**Material to process**

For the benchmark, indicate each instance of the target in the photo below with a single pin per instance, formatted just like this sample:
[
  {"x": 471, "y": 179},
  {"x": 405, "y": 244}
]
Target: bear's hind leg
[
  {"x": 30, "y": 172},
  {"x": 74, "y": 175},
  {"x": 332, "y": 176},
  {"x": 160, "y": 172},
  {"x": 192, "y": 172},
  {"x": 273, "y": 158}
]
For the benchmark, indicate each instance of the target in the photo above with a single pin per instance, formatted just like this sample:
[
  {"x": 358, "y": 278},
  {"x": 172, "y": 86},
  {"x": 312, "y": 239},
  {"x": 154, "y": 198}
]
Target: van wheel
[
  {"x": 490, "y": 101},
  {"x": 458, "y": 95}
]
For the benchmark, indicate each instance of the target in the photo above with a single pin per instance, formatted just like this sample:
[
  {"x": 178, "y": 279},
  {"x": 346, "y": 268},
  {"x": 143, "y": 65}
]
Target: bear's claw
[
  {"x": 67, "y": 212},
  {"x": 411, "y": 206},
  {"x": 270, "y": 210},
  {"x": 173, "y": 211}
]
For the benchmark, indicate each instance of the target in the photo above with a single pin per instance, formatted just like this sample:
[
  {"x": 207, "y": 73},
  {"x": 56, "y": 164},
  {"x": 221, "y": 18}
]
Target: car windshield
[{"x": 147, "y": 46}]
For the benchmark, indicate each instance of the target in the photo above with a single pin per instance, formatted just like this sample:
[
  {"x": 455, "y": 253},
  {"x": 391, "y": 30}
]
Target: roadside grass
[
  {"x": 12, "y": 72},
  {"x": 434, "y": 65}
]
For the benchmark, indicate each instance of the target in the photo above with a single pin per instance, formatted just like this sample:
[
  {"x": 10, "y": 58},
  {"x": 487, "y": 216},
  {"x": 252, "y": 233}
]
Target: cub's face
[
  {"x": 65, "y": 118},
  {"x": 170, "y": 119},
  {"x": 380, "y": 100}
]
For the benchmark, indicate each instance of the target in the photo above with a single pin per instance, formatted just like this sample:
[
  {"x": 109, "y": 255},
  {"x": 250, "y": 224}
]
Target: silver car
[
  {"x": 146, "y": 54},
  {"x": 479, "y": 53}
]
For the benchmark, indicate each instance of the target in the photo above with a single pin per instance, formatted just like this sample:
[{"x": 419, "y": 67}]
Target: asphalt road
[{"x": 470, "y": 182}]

**What you are asked to do**
Set down all of the data above, word for word.

**Expected answer**
For the benchmark, indicate each instance of the target in the photo below with a single pin per instance, formatted just like this sample:
[
  {"x": 471, "y": 179},
  {"x": 405, "y": 244}
]
Target: bear's hind leg
[
  {"x": 30, "y": 172},
  {"x": 74, "y": 175},
  {"x": 332, "y": 176},
  {"x": 160, "y": 172},
  {"x": 192, "y": 172},
  {"x": 273, "y": 158}
]
For the benchmark, indicate each instance of the target in the photo above with a single pin per instance, formatted just like this sample:
[
  {"x": 358, "y": 278},
  {"x": 172, "y": 86},
  {"x": 312, "y": 239},
  {"x": 154, "y": 198}
]
Target: van wheel
[
  {"x": 490, "y": 101},
  {"x": 458, "y": 95}
]
For the benchmark, indicate each instance of the target in the photo above with a single pin per instance, formatted just like this sample:
[
  {"x": 178, "y": 279},
  {"x": 346, "y": 268},
  {"x": 143, "y": 65}
]
Target: bear's claw
[
  {"x": 67, "y": 212},
  {"x": 411, "y": 206},
  {"x": 270, "y": 210},
  {"x": 173, "y": 211}
]
For the benchmark, indicate each instance of the target in the photo above with a single pin per instance, formatted just like this sample:
[
  {"x": 207, "y": 73},
  {"x": 56, "y": 164},
  {"x": 221, "y": 18}
]
Target: car windshield
[{"x": 147, "y": 46}]
For the benchmark, indicate each instance of the target in the photo above with a single pin per instance, formatted just like this sample:
[
  {"x": 455, "y": 253},
  {"x": 391, "y": 30}
]
Target: roadside grass
[
  {"x": 12, "y": 72},
  {"x": 434, "y": 65}
]
For the benchmark, indicate each instance of the target in the photo above with a single pin per instance, formatted just like this sample:
[
  {"x": 10, "y": 58},
  {"x": 487, "y": 216},
  {"x": 252, "y": 233}
]
Target: cub's face
[
  {"x": 65, "y": 118},
  {"x": 170, "y": 119},
  {"x": 380, "y": 100}
]
For the benchmark, indicate each instance of the target in the photo above with a single pin per instance, formatted just like this sample:
[
  {"x": 109, "y": 255},
  {"x": 250, "y": 224}
]
Target: silver car
[
  {"x": 146, "y": 54},
  {"x": 479, "y": 53}
]
For the benchmark, indicate each instance of the target in the photo above with a single pin per instance, formatted just like this sample:
[{"x": 419, "y": 67}]
Target: asphalt road
[{"x": 470, "y": 182}]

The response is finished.